• Task to complete
Retype the complete listing exactly as it appears.

• The records
+--

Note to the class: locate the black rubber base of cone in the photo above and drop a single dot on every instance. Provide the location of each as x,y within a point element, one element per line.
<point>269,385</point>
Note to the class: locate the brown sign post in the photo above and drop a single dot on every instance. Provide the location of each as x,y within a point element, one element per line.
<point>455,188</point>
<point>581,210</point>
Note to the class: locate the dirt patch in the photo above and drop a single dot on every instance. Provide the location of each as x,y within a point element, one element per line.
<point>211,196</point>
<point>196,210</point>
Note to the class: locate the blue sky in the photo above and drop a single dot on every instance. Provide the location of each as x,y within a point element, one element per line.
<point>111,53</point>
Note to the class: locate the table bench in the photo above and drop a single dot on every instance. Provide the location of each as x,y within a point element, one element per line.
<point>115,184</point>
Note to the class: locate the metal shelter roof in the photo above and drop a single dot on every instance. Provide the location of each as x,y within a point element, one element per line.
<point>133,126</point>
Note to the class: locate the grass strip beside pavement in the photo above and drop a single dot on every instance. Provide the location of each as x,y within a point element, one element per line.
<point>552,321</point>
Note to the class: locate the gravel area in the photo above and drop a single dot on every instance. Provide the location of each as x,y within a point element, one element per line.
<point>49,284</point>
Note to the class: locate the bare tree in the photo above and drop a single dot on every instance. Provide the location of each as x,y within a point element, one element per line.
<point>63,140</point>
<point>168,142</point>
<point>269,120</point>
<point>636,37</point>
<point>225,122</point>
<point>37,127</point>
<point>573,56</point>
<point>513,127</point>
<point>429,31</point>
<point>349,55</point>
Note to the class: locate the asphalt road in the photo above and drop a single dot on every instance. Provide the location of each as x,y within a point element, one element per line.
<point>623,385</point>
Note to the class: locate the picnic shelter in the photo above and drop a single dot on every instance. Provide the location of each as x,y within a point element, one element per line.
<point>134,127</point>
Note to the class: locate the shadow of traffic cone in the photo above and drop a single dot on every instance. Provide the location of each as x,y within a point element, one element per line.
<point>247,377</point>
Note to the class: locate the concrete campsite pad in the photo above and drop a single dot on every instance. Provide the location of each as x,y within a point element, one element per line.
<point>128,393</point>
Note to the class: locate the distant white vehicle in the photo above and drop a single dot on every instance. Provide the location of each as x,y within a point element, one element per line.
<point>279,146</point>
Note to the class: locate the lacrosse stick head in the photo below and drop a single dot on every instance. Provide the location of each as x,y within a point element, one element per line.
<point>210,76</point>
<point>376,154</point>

+--

• Exercise answer
Note to the class: locate the black rubber base of cone in the photo above and drop a single dot on every instance. Provide the location of each as x,y within a point element, one element per line.
<point>269,385</point>
Note to the class: locate the brown sign post in the photo above and drop a single dot on every instance. Provide the location of each as x,y within a point element, one element per line.
<point>455,188</point>
<point>581,210</point>
Note to the class: locate the dirt patch in the photo above and drop a single dot on every instance. Provide the location of each as x,y within a point element, one element per line.
<point>211,196</point>
<point>196,210</point>
Note to the class: locate the blue sky in the photo above and drop a single dot on every instance. Provide the location of each as x,y within a point element, one element per line.
<point>111,53</point>
Note to the class: locate the table bench in the photo above and drop a single dot on every instance. Provide the location of each as x,y within a point element, one element per line.
<point>115,184</point>
Note to the class: locate the metal shelter roof in the photo above and drop a single dot on every instance. Provide the location of each as x,y within a point element, one element per line.
<point>133,126</point>
Note to the class: locate the grass strip beside pavement in the photo above and drop a single dot on every instance. Provide the location of each as x,y within a point element, one element per line.
<point>552,321</point>
Note to the class: locate the gravel area in the photo above and drop a single dot on every instance. Provide the location of each as x,y within a point element, one element per line.
<point>49,284</point>
Note to the class: locate the bare tree in the photo above and drop a single dot on every instance. Provide the location of each as x,y within a point element, one element per line.
<point>63,140</point>
<point>168,142</point>
<point>269,120</point>
<point>636,37</point>
<point>225,122</point>
<point>37,127</point>
<point>573,56</point>
<point>513,127</point>
<point>429,31</point>
<point>349,55</point>
Note to the class: locate the asphalt road in the photo above and drop a single dot on every instance. Provide the location of each as x,y within a point element, one element per line.
<point>623,385</point>
Note to the class: locate the picnic shelter in the photo above and drop a single dot on every instance. Provide the location of each as x,y within a point element, one element per line.
<point>134,127</point>
Note to the class: locate the shadow of traffic cone in the photo above and drop a single dot on every instance. Provide the location of each as x,y within a point element, one element per line.
<point>247,377</point>
Note to the class: locate the concrete campsite pad in the photo above and drop a single dot on every instance. Provide the location of each as x,y within a point element, one element per line.
<point>128,393</point>
Note to the class: locate the distant white vehicle in the photo above and drop a single dot on every instance. Provide the location of each as x,y within a point element, one element per line.
<point>279,146</point>
Note to the class: locate the lacrosse stick head in the photo below and drop a single dot on every instance. Provide the location of each as x,y within a point element, one element per line.
<point>210,76</point>
<point>376,154</point>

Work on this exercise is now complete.